WHAT IS REQUIRED –
Write the data out again in full, with no departure from the original.

PROVIDED INFORMATION –
* start *

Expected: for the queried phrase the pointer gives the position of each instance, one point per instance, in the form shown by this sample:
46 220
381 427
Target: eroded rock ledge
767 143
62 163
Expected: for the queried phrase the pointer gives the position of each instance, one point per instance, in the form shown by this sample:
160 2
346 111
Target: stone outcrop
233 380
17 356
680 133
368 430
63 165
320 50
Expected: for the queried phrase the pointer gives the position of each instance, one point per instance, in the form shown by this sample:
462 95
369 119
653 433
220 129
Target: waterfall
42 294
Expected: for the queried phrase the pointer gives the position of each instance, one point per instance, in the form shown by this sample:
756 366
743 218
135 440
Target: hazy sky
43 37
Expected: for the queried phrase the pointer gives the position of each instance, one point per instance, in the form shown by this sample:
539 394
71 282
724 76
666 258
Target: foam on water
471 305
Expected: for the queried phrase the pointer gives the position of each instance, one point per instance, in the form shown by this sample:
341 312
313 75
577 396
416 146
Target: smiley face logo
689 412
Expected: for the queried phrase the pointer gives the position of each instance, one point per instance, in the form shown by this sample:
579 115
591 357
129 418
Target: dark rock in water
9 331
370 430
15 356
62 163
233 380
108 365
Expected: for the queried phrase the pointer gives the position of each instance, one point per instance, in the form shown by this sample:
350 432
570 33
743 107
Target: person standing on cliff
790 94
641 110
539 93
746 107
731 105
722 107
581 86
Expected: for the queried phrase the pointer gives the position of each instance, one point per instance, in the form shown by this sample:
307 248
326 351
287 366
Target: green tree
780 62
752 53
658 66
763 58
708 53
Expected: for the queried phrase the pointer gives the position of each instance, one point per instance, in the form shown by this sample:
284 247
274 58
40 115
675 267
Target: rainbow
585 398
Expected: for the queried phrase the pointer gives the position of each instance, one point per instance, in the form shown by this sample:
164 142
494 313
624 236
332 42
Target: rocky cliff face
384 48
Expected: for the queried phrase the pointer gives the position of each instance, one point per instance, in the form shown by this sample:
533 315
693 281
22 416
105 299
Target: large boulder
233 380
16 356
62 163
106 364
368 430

* end *

EXERCISE ANSWER –
Expected: for the queried phrase the pointer gives the position of each instance, one point per instance, in the form shown by this sample:
46 220
381 427
Target: eroded rock ledge
767 143
62 163
Expected: for the queried phrase the pointer gives the position of each instance, one point per instance, in the form shown by this sample:
160 2
346 111
Target: stone outcrop
233 380
17 356
680 133
368 430
63 165
320 50
Expected: for the queried phrase the pointer gives the position of each instance, one point per instance, in the form shown by this sample:
462 95
369 119
653 433
220 129
Target: waterfall
42 294
Expected: for the queried phrase the pointer gives the position of each instance, one point per instance, in the form shown by this sample:
756 366
743 218
135 440
Target: hazy sky
43 37
Expected: for the queried phrase the pointer gives the position of each instance, one point per instance, in the form shown by this sample:
539 394
71 282
724 76
666 258
Target: foam on water
471 305
Expected: for the queried phrase the pointer gives the position of each instance, one point per instance, in the form shown by this sample:
341 312
313 75
577 396
416 146
Target: smiley face logo
689 412
Expected: for the queried phrase the pointer gives the position of each instance, one point per instance, in the form shown by this sample:
579 115
591 357
129 418
Target: dark rock in water
9 331
370 430
15 356
62 163
233 380
108 365
Expected: for the queried phrase the pointer gives the position of each instance, one point per instance, in the form shown by this sample:
350 432
570 33
743 107
Target: person standing on cliff
790 94
641 110
539 93
746 107
731 105
722 107
581 86
Expected: for the queried phrase the pointer gives the position of each instance, one point per instance, in the form shown by this sample:
307 248
326 351
287 366
Target: green tree
780 62
752 53
658 66
763 58
708 53
Expected: for the queried phrase the pointer gives the position of each instance, one point per instance, in the form shown by this sample:
284 247
274 58
40 115
675 267
Target: rainbow
585 398
Expected: for the queried phrase the pointer gives the position of each instance, one point per instance, in the form shown by this sample:
164 142
494 313
624 236
332 42
Target: rocky cliff face
384 48
Expected: for the queried phrase the pointer gives the position of each instance, one point per instance, in the form shown by this sample:
533 315
693 281
22 416
105 299
Target: large boulder
233 380
16 356
62 163
106 364
368 430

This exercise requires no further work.